--- Begin AVAILABLE RECORDS ---

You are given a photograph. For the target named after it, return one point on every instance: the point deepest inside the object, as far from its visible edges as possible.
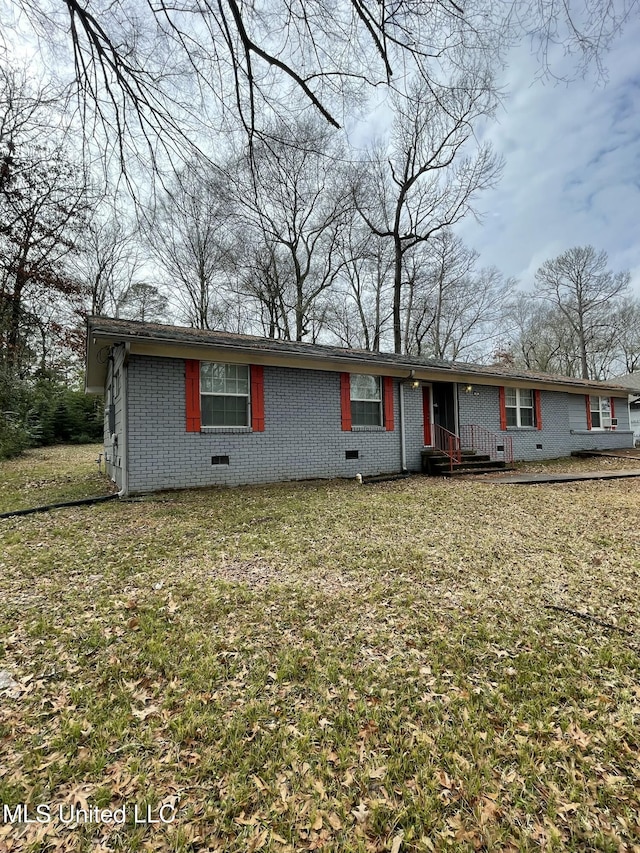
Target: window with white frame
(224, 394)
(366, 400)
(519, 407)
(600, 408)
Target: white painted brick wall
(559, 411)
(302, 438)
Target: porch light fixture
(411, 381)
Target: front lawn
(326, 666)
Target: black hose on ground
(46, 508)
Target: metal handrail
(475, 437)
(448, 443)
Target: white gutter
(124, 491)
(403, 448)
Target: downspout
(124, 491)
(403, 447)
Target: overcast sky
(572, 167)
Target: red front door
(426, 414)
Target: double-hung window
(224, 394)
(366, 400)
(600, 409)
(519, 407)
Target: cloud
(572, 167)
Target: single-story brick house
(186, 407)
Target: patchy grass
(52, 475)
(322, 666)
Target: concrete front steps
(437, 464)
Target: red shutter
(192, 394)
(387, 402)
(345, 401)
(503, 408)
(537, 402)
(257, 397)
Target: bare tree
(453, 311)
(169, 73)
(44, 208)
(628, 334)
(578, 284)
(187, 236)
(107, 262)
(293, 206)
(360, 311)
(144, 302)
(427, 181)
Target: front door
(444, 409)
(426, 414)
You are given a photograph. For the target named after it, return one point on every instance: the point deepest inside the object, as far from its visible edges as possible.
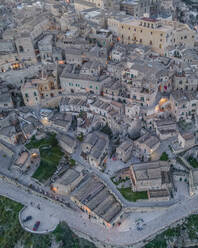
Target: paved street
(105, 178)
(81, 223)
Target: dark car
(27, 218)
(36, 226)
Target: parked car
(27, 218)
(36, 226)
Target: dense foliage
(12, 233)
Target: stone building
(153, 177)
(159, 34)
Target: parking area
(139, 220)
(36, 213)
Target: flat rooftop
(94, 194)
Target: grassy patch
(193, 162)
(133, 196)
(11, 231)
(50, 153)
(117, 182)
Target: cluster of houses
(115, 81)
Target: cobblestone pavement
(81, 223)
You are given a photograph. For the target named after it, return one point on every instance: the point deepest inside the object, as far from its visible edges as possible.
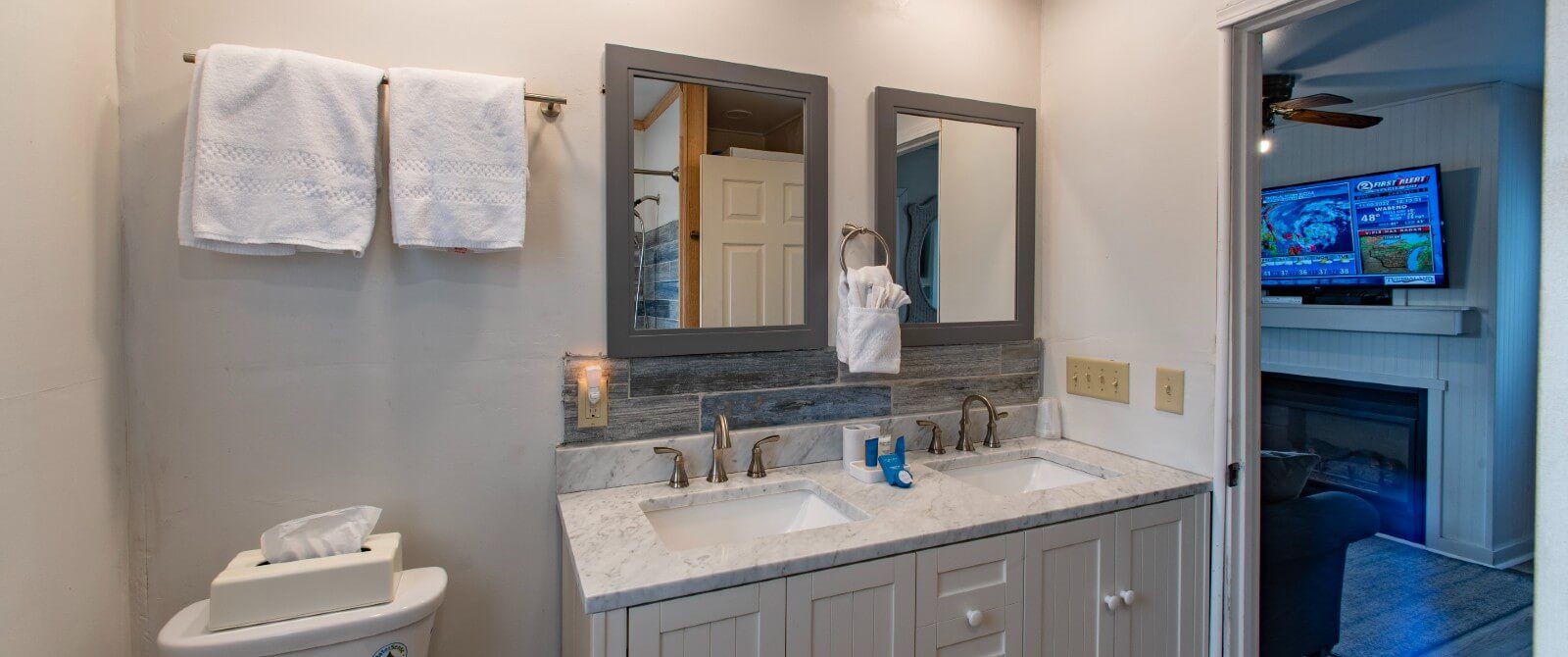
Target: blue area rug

--- End AVAILABLE RECORDS ---

Copy out the records word for word, starting with the line that contains "Target: parking area" and going on through the end of the records. Leave the pictures out of your copy.

Target: parking area
(139, 220)
(36, 213)
Target: flat rooftop
(94, 194)
Target: grassy patch
(193, 162)
(133, 196)
(11, 231)
(50, 153)
(117, 182)
Target: cluster of houses
(115, 81)
Target: cobblestone pavement
(81, 223)
You are given a photograph. For the target named after it, return one point on every instance: the point deepest inside the object, as far from its visible edges as possible.
Target: blue area rug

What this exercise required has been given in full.